> **WHAT NEEDS TO BE DONE**:
Rewrite the listing from the line containing "Task: point out the yellow" through the line containing "[[313, 533], [1136, 495], [818, 453], [994, 479], [488, 541]]", inclusive, keeping the requests and multiplying every point coordinate in the answers by 2, rounded to whole numbers with halves going up. Leave the numbers in the requests and their format samples as they are.

> **INPUT RECORDS**:
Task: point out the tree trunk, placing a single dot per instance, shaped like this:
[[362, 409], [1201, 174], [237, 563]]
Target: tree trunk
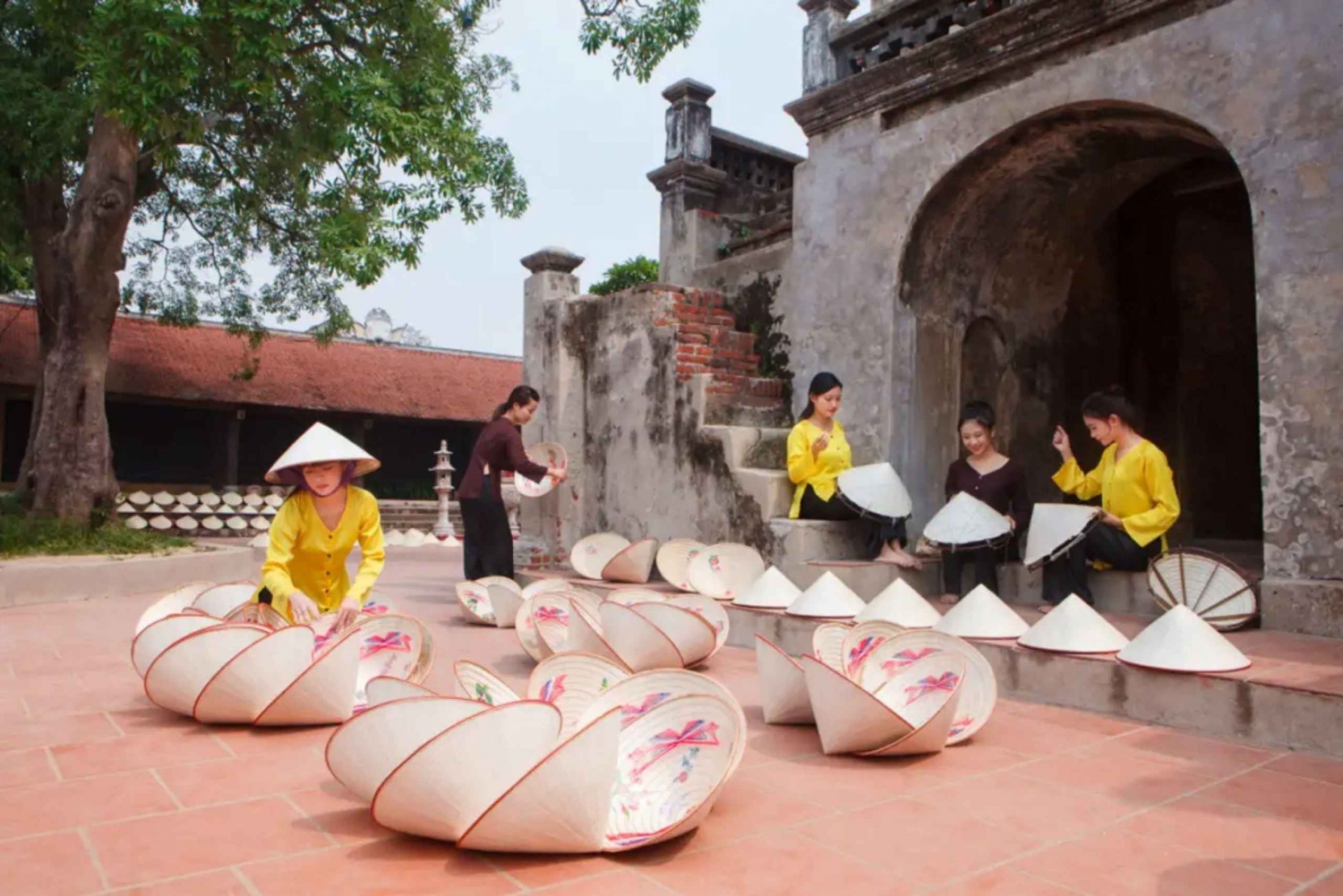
[[69, 461]]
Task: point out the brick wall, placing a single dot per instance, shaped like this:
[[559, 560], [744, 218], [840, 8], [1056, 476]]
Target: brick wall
[[709, 343]]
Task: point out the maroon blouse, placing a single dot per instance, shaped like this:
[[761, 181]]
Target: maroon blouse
[[500, 448], [1004, 490]]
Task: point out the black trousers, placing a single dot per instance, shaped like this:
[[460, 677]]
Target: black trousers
[[486, 541], [986, 568], [1107, 543], [876, 533]]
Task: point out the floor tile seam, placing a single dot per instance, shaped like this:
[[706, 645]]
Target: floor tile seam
[[93, 856], [316, 823], [1324, 875]]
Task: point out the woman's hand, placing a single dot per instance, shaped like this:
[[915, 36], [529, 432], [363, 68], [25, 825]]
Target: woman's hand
[[348, 613], [1063, 443], [303, 609]]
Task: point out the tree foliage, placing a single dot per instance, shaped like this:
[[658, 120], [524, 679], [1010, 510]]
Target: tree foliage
[[641, 269]]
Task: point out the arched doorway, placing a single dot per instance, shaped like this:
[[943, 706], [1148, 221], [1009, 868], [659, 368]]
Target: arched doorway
[[1091, 244]]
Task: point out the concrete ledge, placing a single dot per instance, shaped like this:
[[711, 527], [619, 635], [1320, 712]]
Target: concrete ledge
[[1303, 606], [59, 579], [1227, 705]]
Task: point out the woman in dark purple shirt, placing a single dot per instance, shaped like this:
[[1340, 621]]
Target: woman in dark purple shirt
[[996, 480], [488, 542]]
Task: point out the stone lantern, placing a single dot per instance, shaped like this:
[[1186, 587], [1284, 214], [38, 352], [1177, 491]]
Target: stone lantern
[[443, 485]]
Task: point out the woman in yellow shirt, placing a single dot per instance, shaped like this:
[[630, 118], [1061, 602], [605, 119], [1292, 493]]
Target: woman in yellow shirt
[[1136, 495], [818, 453], [313, 533]]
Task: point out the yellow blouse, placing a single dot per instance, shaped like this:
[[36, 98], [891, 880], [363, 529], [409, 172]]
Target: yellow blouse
[[304, 555], [819, 472], [1139, 490]]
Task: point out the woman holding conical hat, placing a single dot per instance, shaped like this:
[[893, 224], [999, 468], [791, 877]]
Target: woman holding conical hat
[[313, 533], [1136, 495], [818, 453], [994, 479], [488, 541]]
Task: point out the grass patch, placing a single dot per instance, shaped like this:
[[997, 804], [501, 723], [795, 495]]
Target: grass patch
[[24, 538]]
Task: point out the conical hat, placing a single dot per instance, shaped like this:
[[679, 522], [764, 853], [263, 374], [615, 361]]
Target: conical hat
[[1206, 584], [634, 563], [591, 554], [771, 592], [875, 491], [902, 605], [723, 571], [978, 689], [1074, 627], [827, 598], [548, 455], [982, 614], [321, 445], [1055, 528], [1179, 641], [966, 520], [674, 562], [783, 687]]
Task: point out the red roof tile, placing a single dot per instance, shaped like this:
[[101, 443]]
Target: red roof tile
[[196, 364]]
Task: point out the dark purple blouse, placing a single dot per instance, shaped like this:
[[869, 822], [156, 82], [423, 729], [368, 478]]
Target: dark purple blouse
[[1004, 490], [500, 448]]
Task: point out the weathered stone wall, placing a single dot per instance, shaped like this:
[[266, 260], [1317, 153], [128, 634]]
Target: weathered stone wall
[[1256, 77], [626, 380]]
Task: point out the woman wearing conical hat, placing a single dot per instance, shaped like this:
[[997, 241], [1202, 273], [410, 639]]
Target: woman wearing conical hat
[[818, 453], [994, 479], [313, 533], [488, 541], [1136, 493]]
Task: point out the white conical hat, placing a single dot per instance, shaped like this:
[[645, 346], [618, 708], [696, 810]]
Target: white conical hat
[[321, 445], [876, 491], [634, 563], [674, 562], [827, 598], [1206, 584], [967, 520], [982, 614], [771, 592], [1179, 641], [590, 555], [1055, 528], [902, 605], [1074, 627]]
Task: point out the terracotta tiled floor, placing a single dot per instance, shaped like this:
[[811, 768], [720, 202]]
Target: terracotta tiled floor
[[99, 791]]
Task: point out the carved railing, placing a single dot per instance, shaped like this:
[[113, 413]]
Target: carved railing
[[902, 27]]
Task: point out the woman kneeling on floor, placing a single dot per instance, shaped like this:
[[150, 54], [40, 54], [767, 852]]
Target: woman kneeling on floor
[[818, 453], [1136, 495], [317, 527]]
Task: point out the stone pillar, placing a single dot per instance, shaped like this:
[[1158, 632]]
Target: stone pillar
[[550, 525], [689, 185], [819, 64]]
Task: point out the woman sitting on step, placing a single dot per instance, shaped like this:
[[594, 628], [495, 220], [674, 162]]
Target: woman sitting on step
[[1136, 495], [317, 527], [818, 453], [996, 480]]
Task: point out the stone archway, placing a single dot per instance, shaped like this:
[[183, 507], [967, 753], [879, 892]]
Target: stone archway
[[1098, 243]]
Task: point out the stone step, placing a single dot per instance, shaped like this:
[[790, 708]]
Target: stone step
[[1291, 696]]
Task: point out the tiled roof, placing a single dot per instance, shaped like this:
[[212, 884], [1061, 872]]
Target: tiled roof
[[201, 363]]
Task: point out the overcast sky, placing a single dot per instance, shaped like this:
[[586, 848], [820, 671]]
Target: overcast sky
[[585, 142]]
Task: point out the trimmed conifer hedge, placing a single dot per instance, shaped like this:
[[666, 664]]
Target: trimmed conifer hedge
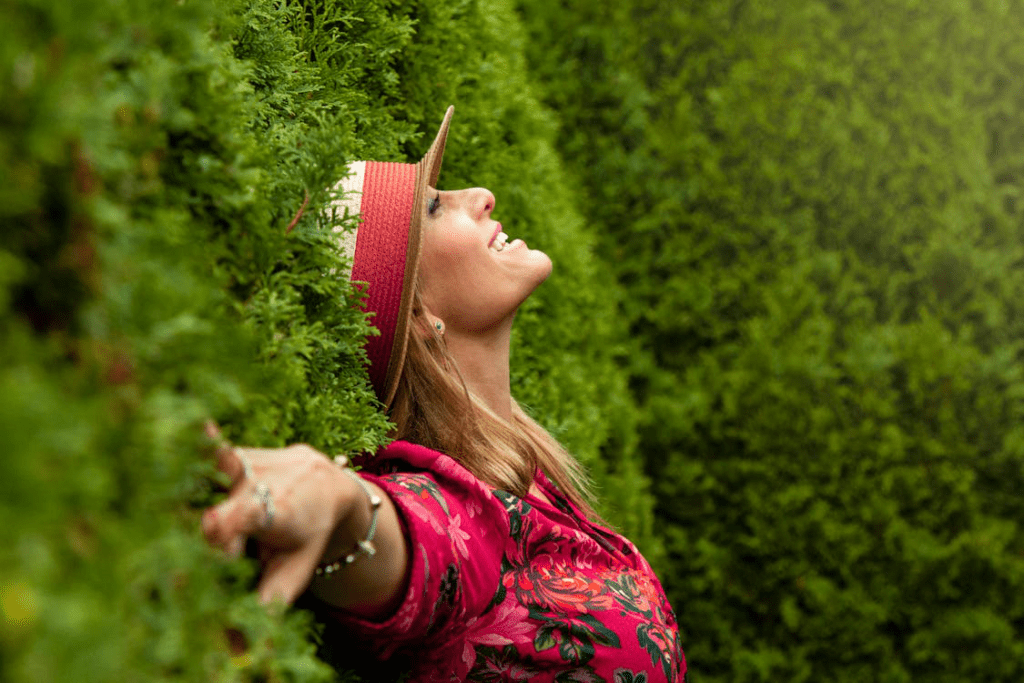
[[814, 207], [166, 257]]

> **SOLUTION**:
Task: point out the yellow blouse, placing a single dot per instance, shaped like this:
[[36, 98], [891, 880], [363, 529], [409, 172]]
Target: yellow blouse
[[608, 1110], [1638, 944], [2278, 980]]
Task: point out the woman holding conical hat, placing a single dot per instance, shaped like this:
[[893, 224], [999, 468], [791, 877]]
Target: woman holding conical hat
[[626, 1066], [2272, 990], [1636, 906], [1988, 958], [976, 1082]]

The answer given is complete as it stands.